* [Problem]: According to the Easter Vigil text below, what is the paschal candle made of?

* [Study text]:
#####
In the second century AD, people kept an absolute fast for the entire 40-hour period between nightfall on Good Friday (recollecting the time Christ was removed from the cross and buried in the tomb) and dawn on Easter Sunday (when Christ was resurrected).
By Constantine’s realm in the fourth century AD, the night of the vigil of Easter began Saturday at dusk, with the lighting of the “new fire,” including a large number of lamps and candles and the paschal candle. The paschal candle is very large, made of beeswax and fixed in a great candlestick created for that purpose; it is a significant part of the Easter Vigil that commences at the end of the day on Holy Saturday.
Easter Vigil Mass
In the early church, Christians gathered on the afternoon of Holy Saturday to pray and to confer the Sacrament of Baptism catechumens—converts to Christianity who had spent Lent preparing to be received into the Church. As the Catholic Encyclopedia notes, in the early Church, “Holy Saturday and the vigil of Pentecost were the only days on which baptism was administered.” This vigil lasted through the night until dawn on Easter Sunday, when the Alleluia was sung for the first time since the beginning of Lent, and the faithful—including the newly baptized—broke their 40-hour fast by receiving Communion.
In the Middle Ages, beginning roughly in the eighth century, the ceremonies of the Easter Vigil, especially the blessing of new fire and the lighting of the Easter candle, began to be performed earlier and earlier. Eventually, these ceremonies were performed on Holy Saturday morning. The whole of Holy Saturday, originally a day of mourning for the crucified Christ and of expectation of His Resurrection, now became little more than an anticipation of the Easter Vigil.
Our Blessed Mother Mary on Holy Saturday
The Saviour of the World died a cruel death upon the Cross. His broken body was laid in the tomb. His disciples scattered and were fearful that they would be next. But our Blessed Mother kept vigil in the perfect hope that her Son would soon rise.
#####
* [Stored data]:
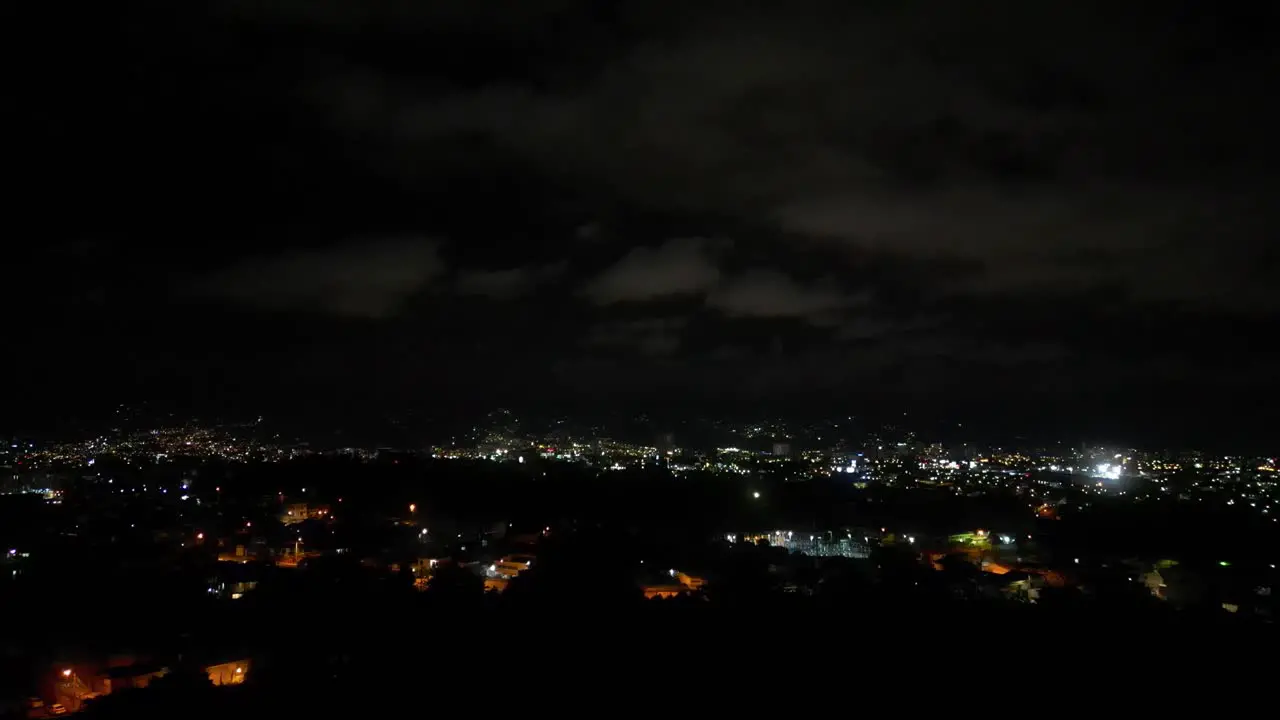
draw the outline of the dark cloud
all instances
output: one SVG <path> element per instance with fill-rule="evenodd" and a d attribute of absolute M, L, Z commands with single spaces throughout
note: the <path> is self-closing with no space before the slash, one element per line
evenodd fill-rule
<path fill-rule="evenodd" d="M 611 305 L 699 295 L 719 281 L 710 243 L 700 238 L 669 240 L 658 247 L 635 247 L 591 279 L 582 293 Z"/>
<path fill-rule="evenodd" d="M 477 295 L 494 300 L 511 300 L 535 291 L 564 273 L 563 263 L 508 268 L 504 270 L 467 270 L 458 274 L 458 295 Z"/>
<path fill-rule="evenodd" d="M 814 323 L 838 322 L 840 311 L 856 302 L 827 278 L 797 282 L 776 270 L 750 270 L 716 288 L 707 305 L 735 318 L 797 318 Z"/>
<path fill-rule="evenodd" d="M 198 315 L 246 366 L 388 396 L 1274 388 L 1272 10 L 516 5 L 50 19 L 96 61 L 15 102 L 23 225 L 56 237 L 0 292 L 36 327 Z M 325 347 L 268 356 L 255 310 Z"/>
<path fill-rule="evenodd" d="M 434 241 L 381 240 L 248 258 L 198 291 L 268 310 L 384 318 L 443 272 Z"/>
<path fill-rule="evenodd" d="M 681 348 L 687 324 L 687 318 L 678 316 L 608 322 L 593 329 L 588 345 L 649 356 L 673 355 Z"/>

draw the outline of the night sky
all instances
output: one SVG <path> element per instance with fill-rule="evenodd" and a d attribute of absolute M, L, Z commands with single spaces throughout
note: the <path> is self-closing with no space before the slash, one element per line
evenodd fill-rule
<path fill-rule="evenodd" d="M 147 400 L 1138 437 L 1276 397 L 1266 4 L 32 5 L 14 428 Z"/>

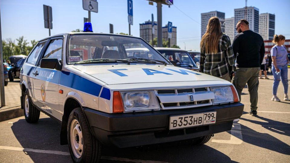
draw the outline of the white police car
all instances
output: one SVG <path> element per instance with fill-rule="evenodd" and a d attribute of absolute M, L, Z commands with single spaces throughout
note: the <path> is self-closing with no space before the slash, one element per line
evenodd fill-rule
<path fill-rule="evenodd" d="M 133 48 L 147 49 L 150 58 L 128 57 Z M 98 161 L 102 145 L 203 144 L 230 130 L 243 108 L 230 83 L 174 66 L 128 36 L 71 33 L 41 40 L 20 78 L 26 121 L 37 122 L 41 111 L 60 123 L 61 144 L 68 143 L 75 162 Z"/>

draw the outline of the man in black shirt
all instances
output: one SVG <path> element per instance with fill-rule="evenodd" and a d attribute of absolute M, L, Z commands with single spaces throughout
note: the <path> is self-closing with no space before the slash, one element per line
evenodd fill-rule
<path fill-rule="evenodd" d="M 248 84 L 251 102 L 249 113 L 256 116 L 258 79 L 265 53 L 264 40 L 260 35 L 250 30 L 249 22 L 245 19 L 239 21 L 236 27 L 239 34 L 234 40 L 232 47 L 237 69 L 233 84 L 238 92 L 240 101 L 243 88 Z"/>

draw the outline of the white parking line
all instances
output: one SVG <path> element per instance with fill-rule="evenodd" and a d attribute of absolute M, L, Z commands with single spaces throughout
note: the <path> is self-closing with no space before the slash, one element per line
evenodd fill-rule
<path fill-rule="evenodd" d="M 260 113 L 290 113 L 290 112 L 280 112 L 279 111 L 257 111 Z"/>
<path fill-rule="evenodd" d="M 218 143 L 240 144 L 243 142 L 243 136 L 241 130 L 241 125 L 237 122 L 234 122 L 230 130 L 230 140 L 213 139 L 211 142 Z"/>
<path fill-rule="evenodd" d="M 37 153 L 49 153 L 56 155 L 70 155 L 70 154 L 68 152 L 57 151 L 47 151 L 46 150 L 40 150 L 34 149 L 30 148 L 23 148 L 16 147 L 8 147 L 6 146 L 0 146 L 0 149 L 6 149 L 6 150 L 12 150 L 24 152 L 31 152 Z M 114 157 L 102 156 L 101 159 L 112 161 L 117 161 L 126 162 L 142 162 L 142 163 L 170 163 L 167 162 L 163 162 L 151 160 L 131 160 L 126 158 L 119 158 Z"/>
<path fill-rule="evenodd" d="M 7 147 L 6 146 L 0 146 L 0 149 L 6 149 L 7 150 L 13 150 L 14 151 L 23 151 L 24 152 L 32 152 L 37 153 L 49 153 L 50 154 L 55 154 L 56 155 L 70 155 L 70 154 L 69 153 L 67 152 L 56 151 L 47 151 L 46 150 L 34 149 L 31 149 L 31 148 L 23 148 L 15 147 Z"/>

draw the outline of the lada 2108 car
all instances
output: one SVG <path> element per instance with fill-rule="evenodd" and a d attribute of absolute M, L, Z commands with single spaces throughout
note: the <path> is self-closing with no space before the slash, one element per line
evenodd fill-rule
<path fill-rule="evenodd" d="M 128 57 L 126 50 L 134 48 L 147 49 L 153 59 Z M 26 120 L 37 122 L 41 111 L 59 122 L 60 143 L 68 144 L 75 162 L 97 162 L 103 145 L 204 144 L 230 130 L 243 109 L 230 82 L 174 66 L 131 36 L 81 32 L 45 38 L 20 78 Z"/>

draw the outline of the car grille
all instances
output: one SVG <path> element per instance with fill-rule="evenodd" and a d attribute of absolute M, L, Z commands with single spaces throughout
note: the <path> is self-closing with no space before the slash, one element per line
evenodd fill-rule
<path fill-rule="evenodd" d="M 162 110 L 200 107 L 212 104 L 213 93 L 209 87 L 157 90 L 155 91 Z M 193 97 L 190 101 L 190 95 Z"/>

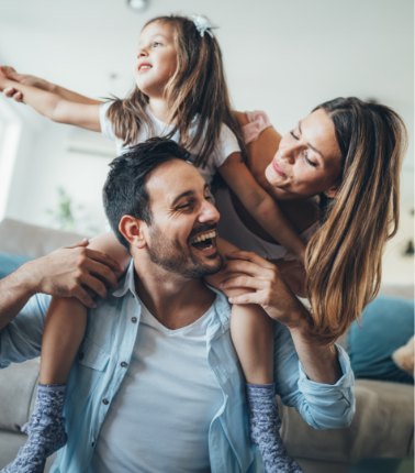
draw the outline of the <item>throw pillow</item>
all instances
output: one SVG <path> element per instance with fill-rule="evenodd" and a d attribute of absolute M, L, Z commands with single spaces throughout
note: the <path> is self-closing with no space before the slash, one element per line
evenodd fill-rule
<path fill-rule="evenodd" d="M 415 300 L 379 296 L 364 309 L 360 328 L 348 333 L 351 367 L 357 378 L 415 384 L 399 369 L 392 353 L 415 334 Z"/>
<path fill-rule="evenodd" d="M 23 254 L 11 254 L 0 251 L 0 279 L 13 273 L 19 266 L 31 260 L 31 257 Z"/>

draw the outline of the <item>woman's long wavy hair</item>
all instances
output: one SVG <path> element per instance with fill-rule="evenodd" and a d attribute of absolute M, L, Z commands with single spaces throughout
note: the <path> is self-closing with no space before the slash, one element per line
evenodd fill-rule
<path fill-rule="evenodd" d="M 378 295 L 382 254 L 397 231 L 406 128 L 389 107 L 355 97 L 322 103 L 341 150 L 336 198 L 321 196 L 322 226 L 306 249 L 314 336 L 333 343 Z"/>
<path fill-rule="evenodd" d="M 236 135 L 243 156 L 246 156 L 240 125 L 231 107 L 225 80 L 222 53 L 214 36 L 202 37 L 194 23 L 186 16 L 157 16 L 146 23 L 166 22 L 175 28 L 177 68 L 165 88 L 165 98 L 170 110 L 168 123 L 175 123 L 167 135 L 179 132 L 179 144 L 191 151 L 201 140 L 202 146 L 194 160 L 204 166 L 220 140 L 222 123 Z M 144 26 L 144 28 L 145 28 Z M 124 145 L 135 144 L 143 124 L 154 133 L 146 114 L 148 97 L 136 86 L 126 99 L 115 99 L 108 111 L 115 135 Z M 195 133 L 190 134 L 192 120 L 199 116 Z"/>

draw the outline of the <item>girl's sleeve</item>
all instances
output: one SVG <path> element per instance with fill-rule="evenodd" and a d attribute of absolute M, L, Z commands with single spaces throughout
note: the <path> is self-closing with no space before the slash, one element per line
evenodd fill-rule
<path fill-rule="evenodd" d="M 106 116 L 112 103 L 113 103 L 112 101 L 103 102 L 100 106 L 100 124 L 101 124 L 101 133 L 104 135 L 104 138 L 111 141 L 115 141 L 116 136 L 114 133 L 114 127 L 112 124 L 112 121 Z"/>
<path fill-rule="evenodd" d="M 218 144 L 213 153 L 215 166 L 221 167 L 232 153 L 240 153 L 238 141 L 231 129 L 222 124 Z"/>
<path fill-rule="evenodd" d="M 245 112 L 249 123 L 245 124 L 242 130 L 244 133 L 245 144 L 258 140 L 258 136 L 269 127 L 272 127 L 268 116 L 263 111 Z"/>

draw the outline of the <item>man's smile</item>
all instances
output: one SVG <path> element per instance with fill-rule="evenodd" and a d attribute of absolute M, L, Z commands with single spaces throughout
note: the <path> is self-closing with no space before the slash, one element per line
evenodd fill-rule
<path fill-rule="evenodd" d="M 210 230 L 201 233 L 194 237 L 190 243 L 195 250 L 203 252 L 204 254 L 216 253 L 216 231 Z"/>

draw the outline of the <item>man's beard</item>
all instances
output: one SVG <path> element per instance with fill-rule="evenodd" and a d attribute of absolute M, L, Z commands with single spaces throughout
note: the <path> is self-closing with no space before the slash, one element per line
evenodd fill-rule
<path fill-rule="evenodd" d="M 212 226 L 201 226 L 198 229 L 198 233 L 203 232 L 205 228 L 210 230 Z M 187 279 L 198 279 L 199 277 L 215 274 L 222 267 L 222 257 L 217 253 L 205 256 L 212 261 L 211 264 L 206 264 L 195 257 L 190 246 L 182 246 L 177 240 L 170 240 L 156 224 L 150 226 L 149 233 L 152 242 L 147 245 L 148 256 L 153 263 L 158 264 L 166 271 L 176 273 Z M 194 231 L 193 233 L 195 234 Z"/>

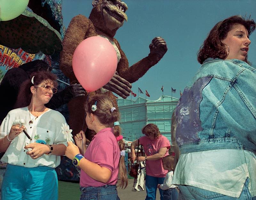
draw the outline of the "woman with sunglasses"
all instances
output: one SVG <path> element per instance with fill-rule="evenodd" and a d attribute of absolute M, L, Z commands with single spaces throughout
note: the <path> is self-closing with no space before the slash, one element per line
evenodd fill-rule
<path fill-rule="evenodd" d="M 9 112 L 0 127 L 1 161 L 7 163 L 3 199 L 57 199 L 54 168 L 72 141 L 64 117 L 45 105 L 57 92 L 56 76 L 41 71 L 31 77 L 18 98 L 18 105 L 27 106 Z"/>

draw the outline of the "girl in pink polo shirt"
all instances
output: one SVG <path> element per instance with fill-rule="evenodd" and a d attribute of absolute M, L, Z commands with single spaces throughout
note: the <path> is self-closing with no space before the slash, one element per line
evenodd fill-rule
<path fill-rule="evenodd" d="M 128 182 L 120 114 L 112 100 L 102 95 L 89 98 L 85 109 L 88 128 L 96 134 L 86 149 L 85 135 L 81 131 L 74 137 L 77 146 L 68 142 L 66 152 L 73 164 L 82 169 L 80 199 L 119 199 L 116 186 L 118 175 L 119 186 L 125 188 Z"/>

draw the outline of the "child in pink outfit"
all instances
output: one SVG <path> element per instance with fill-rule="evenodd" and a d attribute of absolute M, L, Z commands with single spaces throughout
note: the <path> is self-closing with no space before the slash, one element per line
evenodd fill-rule
<path fill-rule="evenodd" d="M 66 152 L 73 164 L 82 169 L 80 199 L 119 200 L 117 178 L 122 188 L 128 183 L 119 112 L 112 100 L 102 95 L 90 98 L 85 109 L 88 128 L 96 134 L 86 149 L 85 135 L 81 131 L 74 137 L 77 146 L 69 142 Z"/>

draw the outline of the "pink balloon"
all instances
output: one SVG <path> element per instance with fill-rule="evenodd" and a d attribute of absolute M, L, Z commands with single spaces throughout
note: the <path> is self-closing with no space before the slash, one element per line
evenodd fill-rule
<path fill-rule="evenodd" d="M 116 52 L 112 44 L 99 36 L 88 38 L 80 43 L 72 59 L 76 77 L 89 92 L 107 83 L 115 74 L 117 65 Z"/>

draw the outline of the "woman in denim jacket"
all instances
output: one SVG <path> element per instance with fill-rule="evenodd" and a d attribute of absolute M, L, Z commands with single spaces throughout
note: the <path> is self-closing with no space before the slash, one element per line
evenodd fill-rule
<path fill-rule="evenodd" d="M 185 199 L 256 196 L 256 69 L 247 61 L 255 27 L 236 15 L 213 27 L 175 110 L 172 183 Z"/>

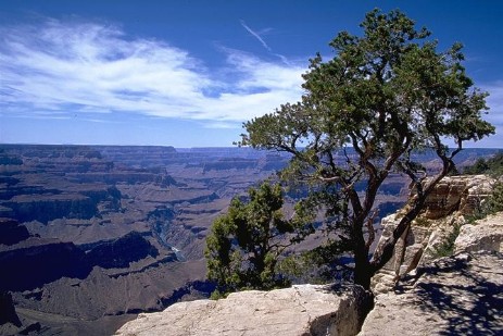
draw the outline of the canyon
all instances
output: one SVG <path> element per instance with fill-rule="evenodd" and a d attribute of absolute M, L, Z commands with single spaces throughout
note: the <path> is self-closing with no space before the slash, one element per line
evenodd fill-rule
<path fill-rule="evenodd" d="M 493 152 L 466 150 L 460 165 Z M 0 310 L 12 318 L 0 334 L 110 335 L 138 313 L 208 298 L 210 226 L 288 160 L 249 148 L 0 145 Z M 379 217 L 407 192 L 391 176 Z"/>

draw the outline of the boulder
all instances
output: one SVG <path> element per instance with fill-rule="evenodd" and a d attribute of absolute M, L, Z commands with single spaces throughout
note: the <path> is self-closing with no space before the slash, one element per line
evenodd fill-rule
<path fill-rule="evenodd" d="M 372 296 L 361 287 L 299 285 L 175 303 L 139 314 L 115 335 L 355 335 L 370 308 Z"/>
<path fill-rule="evenodd" d="M 376 297 L 359 335 L 503 335 L 503 253 L 439 259 Z"/>
<path fill-rule="evenodd" d="M 464 216 L 490 195 L 493 184 L 494 179 L 485 175 L 444 177 L 426 199 L 425 210 L 400 237 L 391 260 L 374 276 L 373 291 L 390 290 L 398 279 L 436 259 L 438 248 L 465 223 Z M 392 235 L 404 213 L 399 210 L 382 219 L 376 251 Z"/>
<path fill-rule="evenodd" d="M 477 221 L 475 225 L 463 225 L 455 241 L 456 252 L 503 252 L 503 213 Z"/>

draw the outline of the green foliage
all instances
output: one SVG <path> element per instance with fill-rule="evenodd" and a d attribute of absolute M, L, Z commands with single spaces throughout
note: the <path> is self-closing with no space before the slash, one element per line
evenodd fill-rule
<path fill-rule="evenodd" d="M 289 283 L 277 271 L 286 248 L 312 233 L 312 217 L 300 210 L 286 220 L 279 185 L 250 188 L 247 202 L 232 199 L 227 214 L 218 217 L 206 237 L 208 277 L 216 282 L 213 297 L 240 289 L 272 289 Z"/>
<path fill-rule="evenodd" d="M 493 134 L 494 127 L 481 119 L 487 94 L 466 75 L 461 45 L 438 51 L 430 33 L 416 30 L 400 11 L 374 10 L 361 27 L 361 35 L 336 36 L 334 59 L 311 60 L 301 101 L 244 123 L 239 145 L 292 154 L 281 176 L 310 186 L 306 204 L 326 211 L 329 227 L 354 257 L 355 282 L 368 288 L 428 192 L 454 169 L 463 142 Z M 425 149 L 442 162 L 426 185 L 427 172 L 412 155 Z M 392 172 L 411 178 L 416 197 L 382 253 L 370 261 L 374 202 Z M 355 185 L 362 183 L 366 192 L 359 195 Z"/>
<path fill-rule="evenodd" d="M 503 175 L 503 152 L 498 152 L 490 159 L 479 158 L 473 165 L 463 171 L 468 175 L 487 174 L 493 176 Z"/>

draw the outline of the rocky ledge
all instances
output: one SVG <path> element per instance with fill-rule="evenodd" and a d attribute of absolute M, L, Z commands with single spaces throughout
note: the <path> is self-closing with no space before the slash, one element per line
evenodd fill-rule
<path fill-rule="evenodd" d="M 299 285 L 179 302 L 140 314 L 115 335 L 355 335 L 370 308 L 370 294 L 360 287 Z"/>
<path fill-rule="evenodd" d="M 464 225 L 456 254 L 376 297 L 361 335 L 503 335 L 503 213 Z"/>

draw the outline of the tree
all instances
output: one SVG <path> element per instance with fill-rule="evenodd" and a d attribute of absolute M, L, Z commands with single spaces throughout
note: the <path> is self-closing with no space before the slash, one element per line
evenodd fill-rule
<path fill-rule="evenodd" d="M 463 144 L 493 134 L 494 127 L 481 119 L 488 95 L 466 75 L 461 45 L 437 51 L 430 33 L 417 30 L 400 11 L 374 10 L 361 27 L 362 36 L 336 36 L 334 59 L 311 60 L 300 102 L 244 123 L 239 145 L 291 153 L 282 176 L 310 185 L 315 201 L 306 203 L 325 210 L 338 233 L 334 250 L 352 253 L 354 282 L 369 288 L 426 197 L 453 170 Z M 430 173 L 414 161 L 413 152 L 420 150 L 441 161 L 428 179 Z M 374 202 L 394 172 L 411 178 L 415 196 L 370 258 Z M 364 192 L 357 192 L 357 183 L 365 184 Z"/>
<path fill-rule="evenodd" d="M 248 202 L 232 199 L 228 212 L 215 220 L 206 237 L 208 277 L 216 282 L 217 295 L 288 285 L 277 272 L 278 258 L 313 231 L 304 224 L 312 217 L 303 217 L 302 210 L 291 220 L 285 219 L 279 185 L 263 183 L 248 192 Z"/>

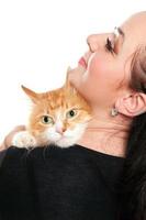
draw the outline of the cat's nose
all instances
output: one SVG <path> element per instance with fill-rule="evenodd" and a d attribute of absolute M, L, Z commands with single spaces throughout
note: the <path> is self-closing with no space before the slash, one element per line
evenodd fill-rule
<path fill-rule="evenodd" d="M 64 134 L 64 132 L 66 131 L 65 128 L 56 128 L 56 132 L 59 133 L 59 134 Z"/>

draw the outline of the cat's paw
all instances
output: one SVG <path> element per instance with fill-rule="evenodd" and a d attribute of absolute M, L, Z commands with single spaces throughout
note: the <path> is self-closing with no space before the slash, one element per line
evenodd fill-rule
<path fill-rule="evenodd" d="M 27 131 L 20 131 L 13 136 L 12 145 L 19 148 L 34 147 L 36 146 L 36 140 Z"/>

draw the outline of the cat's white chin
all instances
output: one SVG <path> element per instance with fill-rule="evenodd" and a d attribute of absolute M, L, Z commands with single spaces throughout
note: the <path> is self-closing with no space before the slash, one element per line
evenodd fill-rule
<path fill-rule="evenodd" d="M 69 147 L 75 145 L 82 136 L 87 124 L 78 124 L 74 131 L 68 131 L 68 135 L 61 136 L 55 142 L 55 145 L 59 147 Z"/>

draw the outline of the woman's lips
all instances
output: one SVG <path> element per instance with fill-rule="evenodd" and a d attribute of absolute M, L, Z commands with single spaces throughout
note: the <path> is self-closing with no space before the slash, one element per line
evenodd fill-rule
<path fill-rule="evenodd" d="M 83 66 L 85 68 L 87 68 L 87 62 L 83 58 L 83 56 L 79 59 L 78 64 L 80 64 L 81 66 Z"/>

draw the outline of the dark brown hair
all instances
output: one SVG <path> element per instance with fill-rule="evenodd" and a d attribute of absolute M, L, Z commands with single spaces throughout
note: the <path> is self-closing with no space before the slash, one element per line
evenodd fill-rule
<path fill-rule="evenodd" d="M 132 59 L 130 87 L 146 94 L 146 46 L 139 46 Z M 122 219 L 146 219 L 146 113 L 131 125 L 122 177 Z"/>

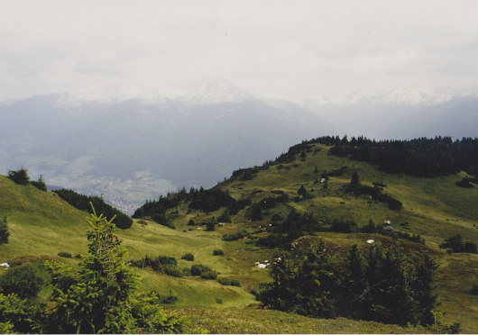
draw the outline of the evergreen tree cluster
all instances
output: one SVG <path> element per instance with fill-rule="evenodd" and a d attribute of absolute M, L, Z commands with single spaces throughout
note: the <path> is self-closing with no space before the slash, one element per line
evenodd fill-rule
<path fill-rule="evenodd" d="M 463 237 L 460 234 L 445 239 L 445 242 L 440 244 L 440 248 L 446 249 L 450 252 L 468 252 L 471 254 L 478 253 L 476 249 L 476 243 L 464 242 Z"/>
<path fill-rule="evenodd" d="M 91 203 L 98 212 L 103 213 L 106 216 L 115 216 L 115 224 L 118 228 L 127 229 L 130 228 L 133 224 L 133 220 L 128 215 L 105 203 L 105 201 L 98 196 L 84 195 L 73 190 L 67 190 L 65 188 L 61 188 L 54 192 L 61 199 L 65 200 L 73 207 L 76 207 L 80 211 L 87 211 L 91 213 Z"/>
<path fill-rule="evenodd" d="M 32 288 L 29 297 L 38 293 L 38 280 L 28 267 L 19 267 L 21 273 L 4 280 L 5 287 L 21 287 L 0 294 L 0 330 L 63 334 L 184 331 L 185 317 L 165 312 L 153 292 L 138 292 L 137 275 L 124 260 L 112 220 L 97 216 L 93 208 L 91 212 L 87 218 L 88 251 L 79 269 L 46 263 L 52 292 L 48 304 L 20 295 L 23 287 Z"/>
<path fill-rule="evenodd" d="M 178 193 L 168 193 L 166 196 L 161 195 L 158 200 L 146 201 L 142 206 L 136 209 L 133 218 L 153 218 L 155 214 L 165 214 L 167 210 L 176 207 L 181 202 L 190 202 L 189 208 L 205 213 L 225 207 L 232 215 L 252 204 L 250 199 L 235 200 L 219 188 L 205 190 L 203 187 L 191 187 L 188 193 L 183 188 Z"/>
<path fill-rule="evenodd" d="M 411 260 L 400 248 L 353 246 L 333 263 L 320 240 L 304 251 L 278 250 L 258 298 L 270 308 L 317 318 L 338 316 L 384 323 L 430 325 L 437 307 L 427 254 Z"/>
<path fill-rule="evenodd" d="M 332 155 L 349 157 L 380 166 L 389 173 L 432 177 L 461 170 L 478 175 L 478 138 L 452 140 L 450 137 L 420 138 L 409 140 L 372 140 L 363 136 L 350 140 L 320 137 L 308 143 L 333 145 Z"/>
<path fill-rule="evenodd" d="M 6 225 L 6 216 L 4 216 L 4 219 L 0 220 L 0 244 L 8 243 L 9 236 L 10 231 L 8 231 L 8 227 Z"/>
<path fill-rule="evenodd" d="M 19 170 L 9 170 L 8 178 L 12 179 L 15 184 L 27 186 L 32 185 L 41 191 L 47 191 L 47 186 L 43 176 L 40 175 L 40 177 L 37 181 L 30 181 L 30 177 L 28 176 L 28 170 L 22 168 Z"/>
#####
* [Task answer]: Beeswax.